The crisis in Ukraine is likely to dominate the April 21-22 visit of British Prime Minister Boris Johnson but the official discussions will also cover the shape of India-U.K. relations over the next decade, a source familiar with the details said.
India’s neutral position on the nearly two-month-long Russian military campaign in Ukraine has been at the centre of western mobilisation against Russia but it was learnt on Thursday that the British Prime Minister is unlikely to “lecture” India about the need to adopt a tougher line.
“Prime Minister Johnson will not lecture India on Ukraine but he will surely put the U.K.’s position and listen to Indian perspective. The U.K. will not lose sight of the Indo-Pacific and this will be central to talks when both sides meet,” an informed source said about the agenda of the visit. The representative stated that Mr. Johnson had been "determined" about visiting India.
Mr. Johnson paid a surprise visit to Ukraine earlier this month and his government has been actively supporting the war-torn country in bolstering its defensive mechanism. India in contrast has not condemned the Russian invasion and has abstained repeatedly at the United Nations Security Council and in other multilateral platforms where Russia drew widespread condemnation for the ongoing military attacks on Ukraine.
Mr. Johnson will arrive in Ahmedabad on Thursday morning. The Hindu had reported that the he will meet industrialist Gautam Adani during his stay in Ahmedabad. He is also expected to travel to industrial sites in Gujarat. The source, however, refused to provide specific details of the investment plans that Mr. Johnson may declare during the visit to Gujarat. His visit comes in the backdrop of continued discussion on a free trade agreement (FTA) and the leader will “encourage” talks as the visit will be a “staging point” for faster dialogue on resolving the bottlenecks regarding the FTA.
Discussion in Delhi
Official discussion with Mr. Johnson will take place in Delhi on Friday when he will meet the Indian delegation headed by Prime Minister Narendra Modi. The formal talks may feature India’s concerns on the extremist Khalistani elements who have hit the headlines repeatedly in the recent past because of online anti-India campaign. The source said that the issue of Khalistanis comes up often in bilateral discussion and added, “the U.K. is a country which wants to counter anyone who is on wrong side of the law.”

◆ ◆ ◆

Task instructions: Copy the stretch of the article on Boris Johnson's India visit from "Mr. Johnson will arrive" through "regarding the FTA.".

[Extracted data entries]

◆ ◆ ◆

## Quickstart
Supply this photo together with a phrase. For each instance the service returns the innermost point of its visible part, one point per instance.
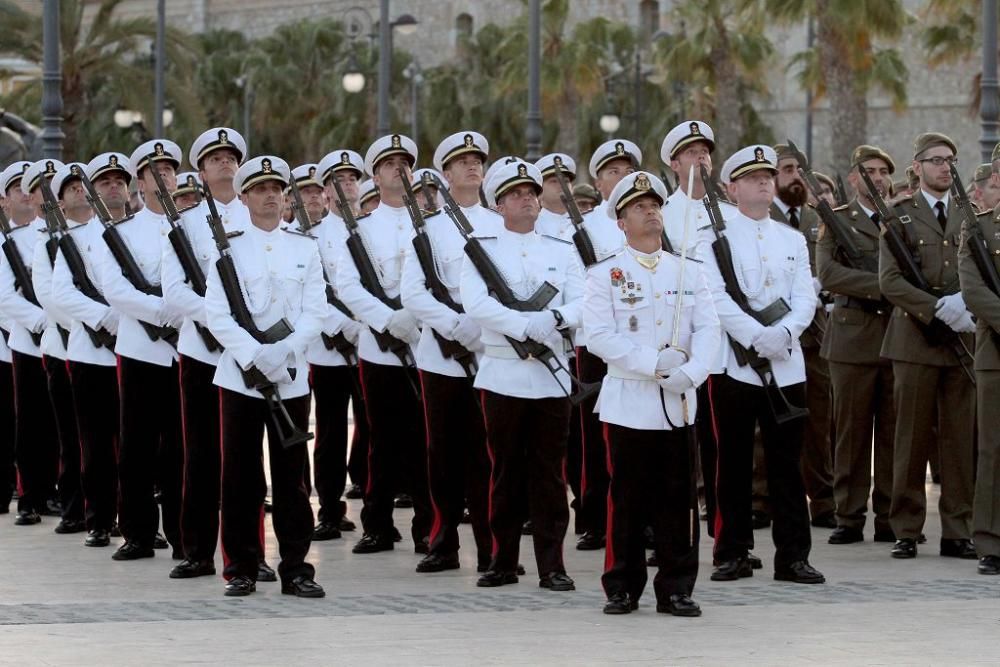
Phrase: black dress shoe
(904, 548)
(438, 563)
(846, 535)
(800, 572)
(132, 551)
(959, 549)
(97, 538)
(27, 518)
(590, 541)
(731, 570)
(989, 565)
(620, 603)
(240, 586)
(68, 526)
(679, 605)
(265, 572)
(557, 581)
(303, 586)
(369, 544)
(189, 569)
(326, 531)
(492, 578)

◆ ◆ ◆

Expected answer:
Mr. Johnson will arrive in Ahmedabad on Thursday morning. The Hindu had reported that the he will meet industrialist Gautam Adani during his stay in Ahmedabad. He is also expected to travel to industrial sites in Gujarat. The source, however, refused to provide specific details of the investment plans that Mr. Johnson may declare during the visit to Gujarat. His visit comes in the backdrop of continued discussion on a free trade agreement (FTA) and the leader will “encourage” talks as the visit will be a “staging point” for faster dialogue on resolving the bottlenecks regarding the FTA.